┌────────

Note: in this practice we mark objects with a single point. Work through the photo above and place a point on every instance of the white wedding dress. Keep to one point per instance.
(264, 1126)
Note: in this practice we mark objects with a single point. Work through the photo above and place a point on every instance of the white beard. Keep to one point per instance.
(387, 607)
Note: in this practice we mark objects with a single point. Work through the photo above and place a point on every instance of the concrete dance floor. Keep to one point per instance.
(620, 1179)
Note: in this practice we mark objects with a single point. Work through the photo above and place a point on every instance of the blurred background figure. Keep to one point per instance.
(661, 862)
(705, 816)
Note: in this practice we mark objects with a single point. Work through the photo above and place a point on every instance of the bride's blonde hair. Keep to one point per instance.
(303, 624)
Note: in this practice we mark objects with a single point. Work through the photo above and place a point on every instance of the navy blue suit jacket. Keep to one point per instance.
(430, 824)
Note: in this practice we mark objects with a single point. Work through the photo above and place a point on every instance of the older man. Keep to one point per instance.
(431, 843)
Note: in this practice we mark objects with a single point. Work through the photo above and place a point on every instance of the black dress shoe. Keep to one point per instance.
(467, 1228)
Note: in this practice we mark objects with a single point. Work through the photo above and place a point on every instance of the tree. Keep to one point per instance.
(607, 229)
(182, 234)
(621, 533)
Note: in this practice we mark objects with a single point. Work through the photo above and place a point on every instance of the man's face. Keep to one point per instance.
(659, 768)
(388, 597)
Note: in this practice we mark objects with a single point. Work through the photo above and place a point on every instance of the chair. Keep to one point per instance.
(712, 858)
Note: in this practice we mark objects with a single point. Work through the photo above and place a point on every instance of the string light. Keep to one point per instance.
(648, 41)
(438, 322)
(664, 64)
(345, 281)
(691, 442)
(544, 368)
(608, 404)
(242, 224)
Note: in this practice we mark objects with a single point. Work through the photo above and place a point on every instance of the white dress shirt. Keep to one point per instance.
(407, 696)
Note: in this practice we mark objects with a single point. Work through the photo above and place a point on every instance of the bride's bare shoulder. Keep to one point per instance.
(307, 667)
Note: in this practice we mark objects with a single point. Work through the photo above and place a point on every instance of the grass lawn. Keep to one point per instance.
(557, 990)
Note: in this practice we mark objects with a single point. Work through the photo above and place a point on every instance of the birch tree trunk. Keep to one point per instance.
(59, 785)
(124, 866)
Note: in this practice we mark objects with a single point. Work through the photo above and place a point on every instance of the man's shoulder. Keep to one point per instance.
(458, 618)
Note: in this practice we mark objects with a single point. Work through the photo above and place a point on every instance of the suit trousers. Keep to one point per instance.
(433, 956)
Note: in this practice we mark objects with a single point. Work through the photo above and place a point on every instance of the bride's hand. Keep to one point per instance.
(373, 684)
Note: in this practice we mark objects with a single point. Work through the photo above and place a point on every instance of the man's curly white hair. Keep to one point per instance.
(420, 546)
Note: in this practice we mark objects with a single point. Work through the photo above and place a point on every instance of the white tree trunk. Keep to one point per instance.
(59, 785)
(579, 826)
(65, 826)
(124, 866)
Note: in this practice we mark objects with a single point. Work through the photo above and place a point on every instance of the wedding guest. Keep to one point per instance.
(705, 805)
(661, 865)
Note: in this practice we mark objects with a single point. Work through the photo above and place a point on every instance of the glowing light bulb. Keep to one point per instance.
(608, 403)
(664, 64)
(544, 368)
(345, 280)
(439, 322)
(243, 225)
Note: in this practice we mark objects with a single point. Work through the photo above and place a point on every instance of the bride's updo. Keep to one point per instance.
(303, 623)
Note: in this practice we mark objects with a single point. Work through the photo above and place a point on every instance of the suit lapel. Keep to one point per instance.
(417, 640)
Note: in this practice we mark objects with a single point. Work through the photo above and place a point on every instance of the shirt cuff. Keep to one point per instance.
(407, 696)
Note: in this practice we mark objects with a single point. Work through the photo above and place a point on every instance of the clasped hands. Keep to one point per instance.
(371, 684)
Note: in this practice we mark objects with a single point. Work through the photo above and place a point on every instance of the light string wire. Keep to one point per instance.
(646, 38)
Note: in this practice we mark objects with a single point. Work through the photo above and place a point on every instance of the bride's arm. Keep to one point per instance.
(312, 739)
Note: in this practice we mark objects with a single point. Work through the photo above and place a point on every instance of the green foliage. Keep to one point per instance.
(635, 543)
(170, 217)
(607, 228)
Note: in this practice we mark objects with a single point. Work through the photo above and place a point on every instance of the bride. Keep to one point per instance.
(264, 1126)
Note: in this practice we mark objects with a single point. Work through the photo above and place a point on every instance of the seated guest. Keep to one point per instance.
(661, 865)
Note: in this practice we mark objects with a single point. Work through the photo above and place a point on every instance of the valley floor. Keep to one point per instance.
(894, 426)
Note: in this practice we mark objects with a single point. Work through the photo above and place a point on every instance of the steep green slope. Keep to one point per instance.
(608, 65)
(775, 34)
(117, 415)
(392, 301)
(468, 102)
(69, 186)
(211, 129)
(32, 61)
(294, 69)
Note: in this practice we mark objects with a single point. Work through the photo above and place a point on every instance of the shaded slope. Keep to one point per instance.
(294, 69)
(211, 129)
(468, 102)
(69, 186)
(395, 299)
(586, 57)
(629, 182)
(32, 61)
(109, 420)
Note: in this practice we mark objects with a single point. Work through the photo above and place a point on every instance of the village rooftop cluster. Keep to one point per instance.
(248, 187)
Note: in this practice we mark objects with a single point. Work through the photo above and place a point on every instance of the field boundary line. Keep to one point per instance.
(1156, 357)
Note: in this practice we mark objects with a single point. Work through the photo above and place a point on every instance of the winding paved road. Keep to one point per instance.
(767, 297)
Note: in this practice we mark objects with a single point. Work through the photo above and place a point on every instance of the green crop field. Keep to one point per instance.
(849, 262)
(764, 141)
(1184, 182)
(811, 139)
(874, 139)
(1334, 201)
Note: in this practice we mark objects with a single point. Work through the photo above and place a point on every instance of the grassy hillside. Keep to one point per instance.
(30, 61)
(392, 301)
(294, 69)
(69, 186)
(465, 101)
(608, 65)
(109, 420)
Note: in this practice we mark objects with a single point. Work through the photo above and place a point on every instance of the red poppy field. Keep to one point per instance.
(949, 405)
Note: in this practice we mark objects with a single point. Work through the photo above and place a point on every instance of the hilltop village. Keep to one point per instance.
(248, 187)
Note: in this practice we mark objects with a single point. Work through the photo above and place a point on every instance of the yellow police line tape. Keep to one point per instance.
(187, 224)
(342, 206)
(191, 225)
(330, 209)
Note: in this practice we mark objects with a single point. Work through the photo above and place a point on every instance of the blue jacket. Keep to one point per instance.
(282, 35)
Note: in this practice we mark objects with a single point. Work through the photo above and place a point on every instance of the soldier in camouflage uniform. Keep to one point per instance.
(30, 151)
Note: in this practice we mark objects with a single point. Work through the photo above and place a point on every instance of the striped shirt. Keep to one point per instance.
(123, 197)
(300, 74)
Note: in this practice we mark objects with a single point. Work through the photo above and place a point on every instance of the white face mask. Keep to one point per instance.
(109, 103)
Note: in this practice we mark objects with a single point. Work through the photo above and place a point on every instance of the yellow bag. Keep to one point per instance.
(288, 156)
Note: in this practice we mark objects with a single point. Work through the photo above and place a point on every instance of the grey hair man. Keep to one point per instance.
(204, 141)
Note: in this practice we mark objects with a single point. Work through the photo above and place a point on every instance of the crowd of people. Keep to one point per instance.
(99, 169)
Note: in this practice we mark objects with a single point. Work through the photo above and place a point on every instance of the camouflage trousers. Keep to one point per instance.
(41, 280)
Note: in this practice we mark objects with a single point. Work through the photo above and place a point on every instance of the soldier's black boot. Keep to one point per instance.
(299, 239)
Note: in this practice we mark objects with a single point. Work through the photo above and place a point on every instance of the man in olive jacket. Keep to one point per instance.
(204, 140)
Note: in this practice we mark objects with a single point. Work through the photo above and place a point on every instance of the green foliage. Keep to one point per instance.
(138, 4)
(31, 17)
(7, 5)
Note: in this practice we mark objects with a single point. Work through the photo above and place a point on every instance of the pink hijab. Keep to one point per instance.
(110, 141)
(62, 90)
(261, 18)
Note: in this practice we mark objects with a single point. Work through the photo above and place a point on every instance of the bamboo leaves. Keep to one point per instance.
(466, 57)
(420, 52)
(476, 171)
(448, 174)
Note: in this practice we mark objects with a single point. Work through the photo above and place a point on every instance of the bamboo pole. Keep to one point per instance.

└────────

--- Written task ---
Write the lines out exactly, from the one with "boot. Keep to one point per instance." down to the last line of the listing, and leave out all others.

--- Task solution ---
Note: in this practice we mark objects with a single point. Work through the photo above and place a point on every instance of the soldier's black boot. Keep to one point per instance.
(299, 239)
Note: in this practice we mark objects with a single point. Work through the photo above and place a point on every instance of the man in olive jacket. Keep to one point per instance.
(204, 140)
Note: in this practice we mark objects with a single point. Work through the photo above and place a point on every instance of the green foliage. Keep to one point per instance.
(138, 4)
(31, 17)
(7, 5)
Note: in this practice we mark objects with a single point. Work through the photo above and place a point on every instance of the pink hijab. Keep to one point per instance.
(110, 141)
(62, 90)
(261, 18)
Note: in this practice we mark objects with a single point. Work through the photo above and place a point on every instance of the bamboo leaves. Keep to one point per instance.
(466, 57)
(420, 52)
(476, 171)
(448, 174)
Note: in this practice we mark objects with a single point. Work through the photo above and place a point on every instance of the bamboo pole. Keep to one point per instance.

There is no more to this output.